| Extract provided |
- - - - -

# Clay Snobbles His First King on Fathers Day.



## Garbo (Oct 2, 2007)

What a great day. 

Clay and I went to the GSSP Pier after lunch today with a couple of 706's and a bag of Ballyhoo. Things were kinda slow for a while then a school of Bull Reds the size of Mobile came by. I hooked up one and popped it off, Hooked up another and popped it off then another. Several schools of Jack Creavelle came by and we avoided them. 

Later on after it seemed that things were done for the day, Clay threw his dead bait at a flash he spotted and started the process of sink and swim to the top over and over again. After several sessions of Sink and Swim a good King came up under Clay's bait. Clay looked as if he had been doing it all his life as he teased the wild King Mackerel as he danced the dead Ballyhoo to make it look as if it would be excaping the fate the King had in store for it..... But No......The King bought the Zombie bait and Clay quickly caught up with the sly Kingfish and was on a tight line with it. The King responded to the feel of the pressure of Clay's light mono and did an extremely quick 25 yard donut and left a smoke screen in the water as it left looking for an excape from Clay. 

After a good battle and a well handled rod, Clay's First Snoobled King Mackerel came to rest below the pier and a well mannered Gaff Man did his duty flawlessly. 

What a Happy Father's Day.


----------



## Wilbur (Jan 17, 2011)

Good goin'! Congrats.


----------



## Robin (Mar 22, 2011)

Nice Fish .....................

Robin


----------



## cobe killer (Apr 13, 2008)

your hooked now!!!!


----------



## jimmyjams4110 (Oct 20, 2007)

That's just badass...


----------

- - - - -

| Given information |
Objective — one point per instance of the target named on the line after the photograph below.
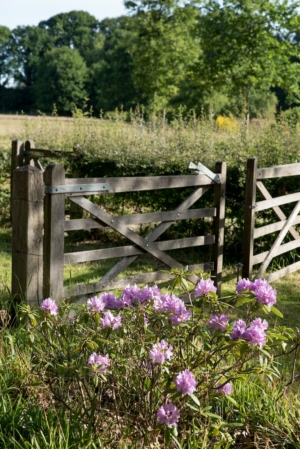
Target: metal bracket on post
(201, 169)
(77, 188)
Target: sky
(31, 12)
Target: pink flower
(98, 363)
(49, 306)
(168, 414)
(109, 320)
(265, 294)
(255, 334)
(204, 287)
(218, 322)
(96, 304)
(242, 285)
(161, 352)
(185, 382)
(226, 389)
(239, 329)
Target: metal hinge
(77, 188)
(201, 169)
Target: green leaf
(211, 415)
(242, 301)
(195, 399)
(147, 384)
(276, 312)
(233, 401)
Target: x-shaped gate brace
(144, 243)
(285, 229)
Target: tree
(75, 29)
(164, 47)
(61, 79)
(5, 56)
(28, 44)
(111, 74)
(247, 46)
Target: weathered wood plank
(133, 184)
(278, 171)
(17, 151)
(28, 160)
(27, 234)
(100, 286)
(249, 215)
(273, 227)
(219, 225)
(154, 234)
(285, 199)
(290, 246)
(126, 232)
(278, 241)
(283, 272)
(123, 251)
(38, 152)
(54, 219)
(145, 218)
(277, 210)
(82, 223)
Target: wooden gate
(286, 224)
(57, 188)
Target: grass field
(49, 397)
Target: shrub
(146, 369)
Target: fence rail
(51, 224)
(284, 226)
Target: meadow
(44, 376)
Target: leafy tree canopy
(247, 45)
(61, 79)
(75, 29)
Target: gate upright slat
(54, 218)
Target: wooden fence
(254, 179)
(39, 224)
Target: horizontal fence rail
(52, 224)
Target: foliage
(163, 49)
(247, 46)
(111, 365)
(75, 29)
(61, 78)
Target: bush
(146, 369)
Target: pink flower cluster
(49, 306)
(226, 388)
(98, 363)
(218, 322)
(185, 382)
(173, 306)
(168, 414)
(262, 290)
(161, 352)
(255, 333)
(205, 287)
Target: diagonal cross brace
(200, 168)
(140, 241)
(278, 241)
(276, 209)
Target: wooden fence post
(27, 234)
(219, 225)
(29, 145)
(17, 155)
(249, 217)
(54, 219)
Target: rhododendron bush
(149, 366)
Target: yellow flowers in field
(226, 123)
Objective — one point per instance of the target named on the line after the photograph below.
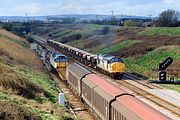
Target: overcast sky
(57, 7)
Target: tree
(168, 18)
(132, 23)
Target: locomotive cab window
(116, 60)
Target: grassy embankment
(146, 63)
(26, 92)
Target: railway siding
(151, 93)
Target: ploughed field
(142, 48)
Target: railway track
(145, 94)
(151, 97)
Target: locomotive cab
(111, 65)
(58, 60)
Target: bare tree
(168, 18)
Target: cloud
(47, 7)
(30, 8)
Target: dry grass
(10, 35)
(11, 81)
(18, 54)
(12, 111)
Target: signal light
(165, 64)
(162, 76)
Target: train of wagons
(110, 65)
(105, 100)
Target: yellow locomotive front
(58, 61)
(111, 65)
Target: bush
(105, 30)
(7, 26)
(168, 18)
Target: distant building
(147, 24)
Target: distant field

- - - - -

| Task instructions |
1/ In the fishing thread, which schools of fish did the anglers avoid at the pier?
2/ Switch "locomotive" to "engine" in the records, from the line with "Target: dry grass" up to and including the last line of the records, and leave everything else unchanged. Return only those lines.

| Answers given |
1/ Jack Creavelle.

2/
Target: dry grass
(10, 35)
(11, 81)
(18, 54)
(12, 111)
Target: signal light
(165, 64)
(162, 76)
Target: train of wagons
(110, 65)
(105, 100)
Target: yellow engine front
(58, 61)
(111, 65)
Target: bush
(105, 30)
(7, 26)
(168, 18)
Target: distant building
(147, 24)
Target: distant field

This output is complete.